§ **Passage shown**
▼
Deschutes County in Oregon has approved new zoning that will require new construction on the west side of Bend to be low density and fire-resistant.
Oregon Public Broadcasting reports that the new regulation will result in 90 percent fewer homes in the area than the previous code permitted.
One contributing factor that led to more than 15,000 homes being destroyed in two fires in California in 2018, the Camp and Carr Fires, was the close spacing between the structures.
Cities, counties, and planning boards (where they exist) are often under pressure to approve new housing developments. They want to expand their tax base. Developers try to fit as many homes into a new subdivision as possible to maximize their investment. This too often results in homes that are 20-feet apart. If one is ignited by a burning ember that may have traveled a quarter of a mile from a fire (or a burning home) the radiant heat alone can ignite the homes on both sides. Then you can have a self-powered conflagration spreading house to house through a city. As long as the structures are that close together, the homeowners have not reduced the fuel in the Home Ignition Zone within 100 feet of the structure, and the home itself is not built to FireWise standards, a massive disaster can be the result.
▲
§ **Dataset**
▼
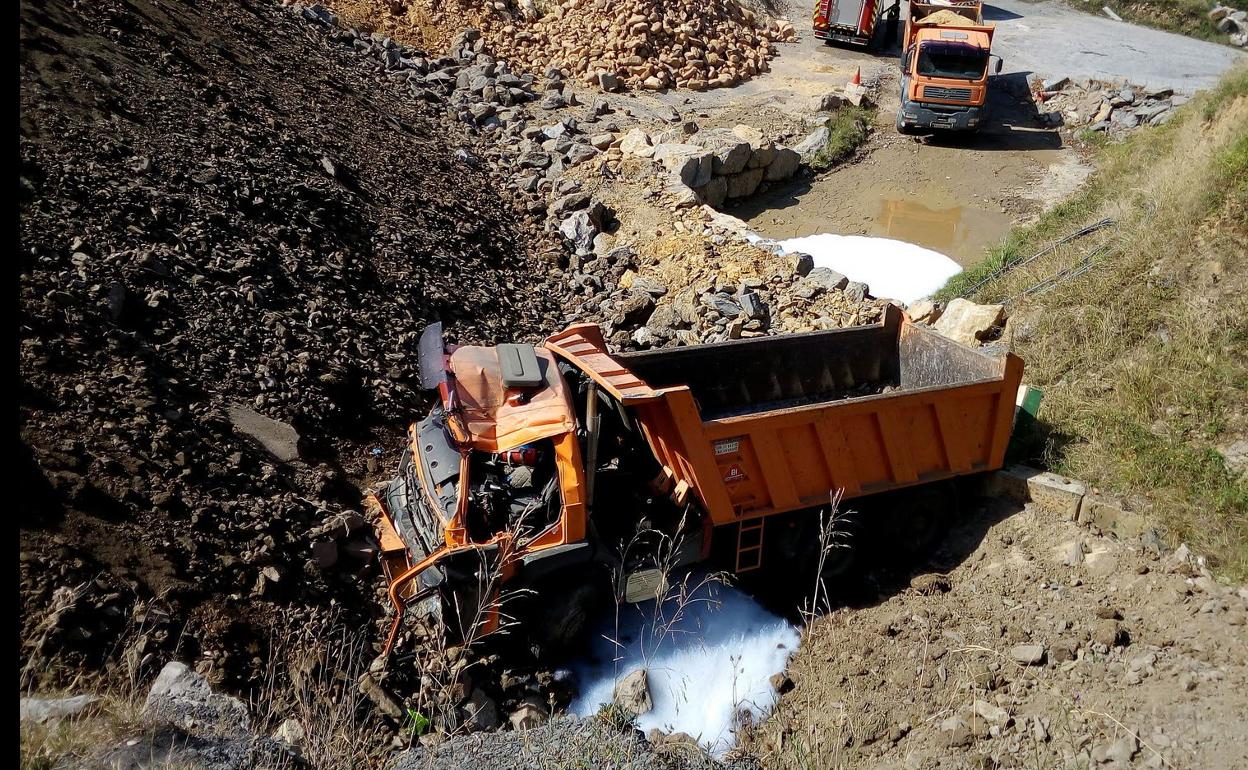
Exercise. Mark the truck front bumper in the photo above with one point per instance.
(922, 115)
▲
▼
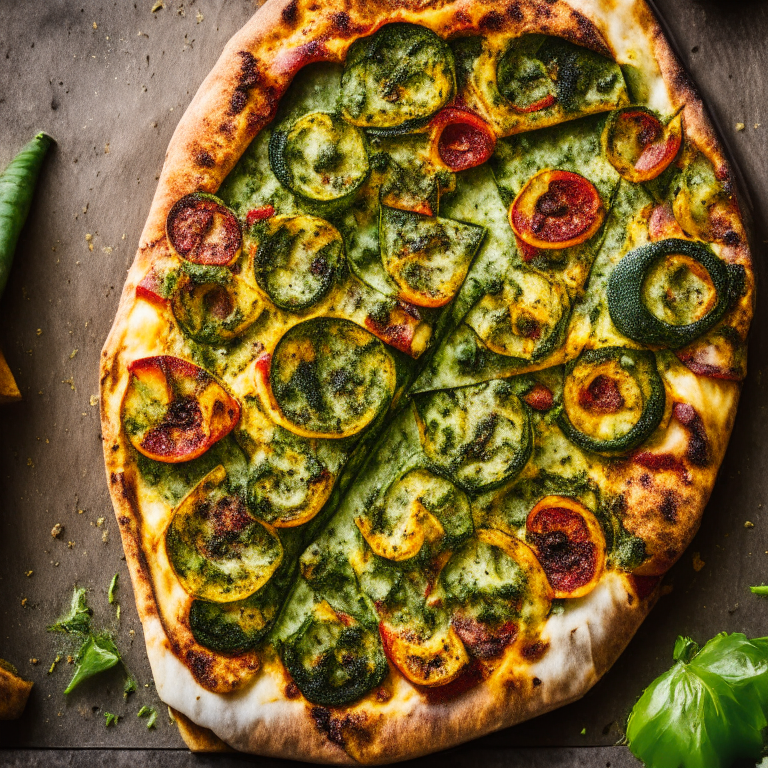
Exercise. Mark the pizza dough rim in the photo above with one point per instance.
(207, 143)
▲
§ **Complete the following**
a) Write out the passage on Bend's wildfire zoning, starting at the words "One contributing factor" and stopping after the words "between the structures.".
b) For each statement, answer yes or no based on the passage on Bend's wildfire zoning, and quote the exact words that decide it. (i) The new zoning covers new construction on the east side of Bend. (ii) The Camp and Carr Fires occurred in California in 2018. (iii) The Home Ignition Zone covers the area within 100 feet of the structure.
The entries above are separate from the passage on Bend's wildfire zoning.

§ **Solution set**
a)
One contributing factor that led to more than 15,000 homes being destroyed in two fires in California in 2018, the Camp and Carr Fires, was the close spacing between the structures.

b)
(i) No: "require new construction on the west side of Bend to be low density and fire-resistant"
(ii) Yes: "two fires in California in 2018, the Camp and Carr Fires"
(iii) Yes: "the Home Ignition Zone within 100 feet of the structure"